▶ _WHAT IS EXPECTED_
Search the records for the word "microscope" and pick out every line that has it.

___

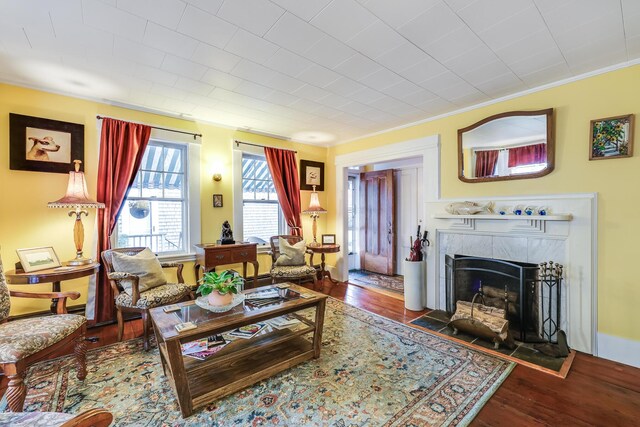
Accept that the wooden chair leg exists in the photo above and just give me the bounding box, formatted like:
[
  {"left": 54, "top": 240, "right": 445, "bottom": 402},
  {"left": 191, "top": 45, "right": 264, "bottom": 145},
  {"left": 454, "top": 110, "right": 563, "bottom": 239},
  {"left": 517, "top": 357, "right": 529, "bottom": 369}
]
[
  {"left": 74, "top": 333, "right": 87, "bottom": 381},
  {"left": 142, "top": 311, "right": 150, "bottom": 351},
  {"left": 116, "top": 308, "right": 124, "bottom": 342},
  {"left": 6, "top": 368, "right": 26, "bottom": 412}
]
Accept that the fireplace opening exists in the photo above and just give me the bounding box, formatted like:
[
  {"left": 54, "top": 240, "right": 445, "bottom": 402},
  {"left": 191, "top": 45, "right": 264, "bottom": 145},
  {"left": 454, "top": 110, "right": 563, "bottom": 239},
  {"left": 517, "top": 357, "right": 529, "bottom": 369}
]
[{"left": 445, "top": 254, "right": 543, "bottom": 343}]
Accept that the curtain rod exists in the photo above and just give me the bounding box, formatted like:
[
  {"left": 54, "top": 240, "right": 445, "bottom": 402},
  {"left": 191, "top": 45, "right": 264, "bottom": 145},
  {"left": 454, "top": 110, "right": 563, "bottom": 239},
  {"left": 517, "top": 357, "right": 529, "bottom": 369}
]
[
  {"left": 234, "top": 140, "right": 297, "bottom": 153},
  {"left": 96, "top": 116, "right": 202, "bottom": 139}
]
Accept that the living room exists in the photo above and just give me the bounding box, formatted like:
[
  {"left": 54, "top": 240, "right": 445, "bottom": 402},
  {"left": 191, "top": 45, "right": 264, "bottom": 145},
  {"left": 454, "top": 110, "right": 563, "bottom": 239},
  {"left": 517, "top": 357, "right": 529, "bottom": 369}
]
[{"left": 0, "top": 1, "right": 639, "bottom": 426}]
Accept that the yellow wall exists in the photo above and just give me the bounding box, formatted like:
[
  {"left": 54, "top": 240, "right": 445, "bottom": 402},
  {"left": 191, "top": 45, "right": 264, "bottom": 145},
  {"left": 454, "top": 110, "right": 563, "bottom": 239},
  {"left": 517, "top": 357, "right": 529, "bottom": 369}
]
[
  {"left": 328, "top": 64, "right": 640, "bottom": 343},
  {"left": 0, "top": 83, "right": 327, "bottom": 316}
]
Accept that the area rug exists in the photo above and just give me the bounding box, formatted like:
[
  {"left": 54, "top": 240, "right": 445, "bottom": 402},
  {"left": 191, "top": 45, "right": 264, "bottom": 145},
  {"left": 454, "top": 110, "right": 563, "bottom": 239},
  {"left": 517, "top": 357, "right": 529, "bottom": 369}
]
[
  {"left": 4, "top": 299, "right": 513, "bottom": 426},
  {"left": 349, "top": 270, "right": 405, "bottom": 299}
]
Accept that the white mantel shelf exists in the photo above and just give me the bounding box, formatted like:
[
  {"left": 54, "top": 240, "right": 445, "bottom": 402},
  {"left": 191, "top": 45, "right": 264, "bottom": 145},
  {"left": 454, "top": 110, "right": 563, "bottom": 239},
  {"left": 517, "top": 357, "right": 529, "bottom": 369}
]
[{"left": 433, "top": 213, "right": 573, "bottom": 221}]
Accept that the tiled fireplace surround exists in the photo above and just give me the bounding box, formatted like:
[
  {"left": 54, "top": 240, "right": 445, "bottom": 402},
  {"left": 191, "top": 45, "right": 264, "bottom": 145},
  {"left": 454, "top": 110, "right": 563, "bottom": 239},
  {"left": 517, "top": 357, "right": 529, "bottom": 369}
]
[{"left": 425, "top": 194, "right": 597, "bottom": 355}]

___

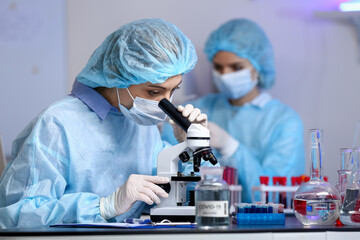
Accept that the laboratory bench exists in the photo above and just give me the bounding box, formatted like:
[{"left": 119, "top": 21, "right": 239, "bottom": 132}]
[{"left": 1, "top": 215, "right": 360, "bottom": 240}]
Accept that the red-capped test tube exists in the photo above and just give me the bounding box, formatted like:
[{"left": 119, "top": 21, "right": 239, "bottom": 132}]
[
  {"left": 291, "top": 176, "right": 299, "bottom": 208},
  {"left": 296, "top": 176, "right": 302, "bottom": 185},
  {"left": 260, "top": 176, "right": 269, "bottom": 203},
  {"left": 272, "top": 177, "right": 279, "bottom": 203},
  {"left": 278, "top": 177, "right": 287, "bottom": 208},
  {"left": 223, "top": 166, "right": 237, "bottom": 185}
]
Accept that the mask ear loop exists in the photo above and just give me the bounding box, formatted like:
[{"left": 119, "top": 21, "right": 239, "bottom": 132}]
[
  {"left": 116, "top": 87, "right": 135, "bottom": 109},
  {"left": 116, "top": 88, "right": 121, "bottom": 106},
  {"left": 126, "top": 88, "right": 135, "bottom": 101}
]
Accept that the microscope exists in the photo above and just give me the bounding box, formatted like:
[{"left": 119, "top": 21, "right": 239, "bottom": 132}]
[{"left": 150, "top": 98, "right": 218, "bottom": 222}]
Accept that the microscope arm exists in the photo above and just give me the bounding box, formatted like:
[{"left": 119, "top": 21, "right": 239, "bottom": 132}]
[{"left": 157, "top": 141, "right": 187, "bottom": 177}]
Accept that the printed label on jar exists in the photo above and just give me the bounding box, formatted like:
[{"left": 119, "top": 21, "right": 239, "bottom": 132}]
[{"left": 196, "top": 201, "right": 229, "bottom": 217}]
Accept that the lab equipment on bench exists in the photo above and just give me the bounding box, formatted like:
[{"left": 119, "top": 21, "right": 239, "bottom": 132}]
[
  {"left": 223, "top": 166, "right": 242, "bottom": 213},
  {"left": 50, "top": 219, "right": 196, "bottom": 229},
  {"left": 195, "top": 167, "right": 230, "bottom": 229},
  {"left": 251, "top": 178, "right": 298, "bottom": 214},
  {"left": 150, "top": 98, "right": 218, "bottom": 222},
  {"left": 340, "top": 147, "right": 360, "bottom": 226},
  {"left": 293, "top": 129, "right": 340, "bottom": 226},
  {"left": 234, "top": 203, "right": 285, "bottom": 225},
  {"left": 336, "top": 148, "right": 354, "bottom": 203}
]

___

▶ _RESPONSE TO THIS EXERCISE_
Accept that the microscope exists in the photo above and just give me the bounding box, formatted like:
Accept that the microscope arm exists in the photo above and just give me the bounding box, formatted like:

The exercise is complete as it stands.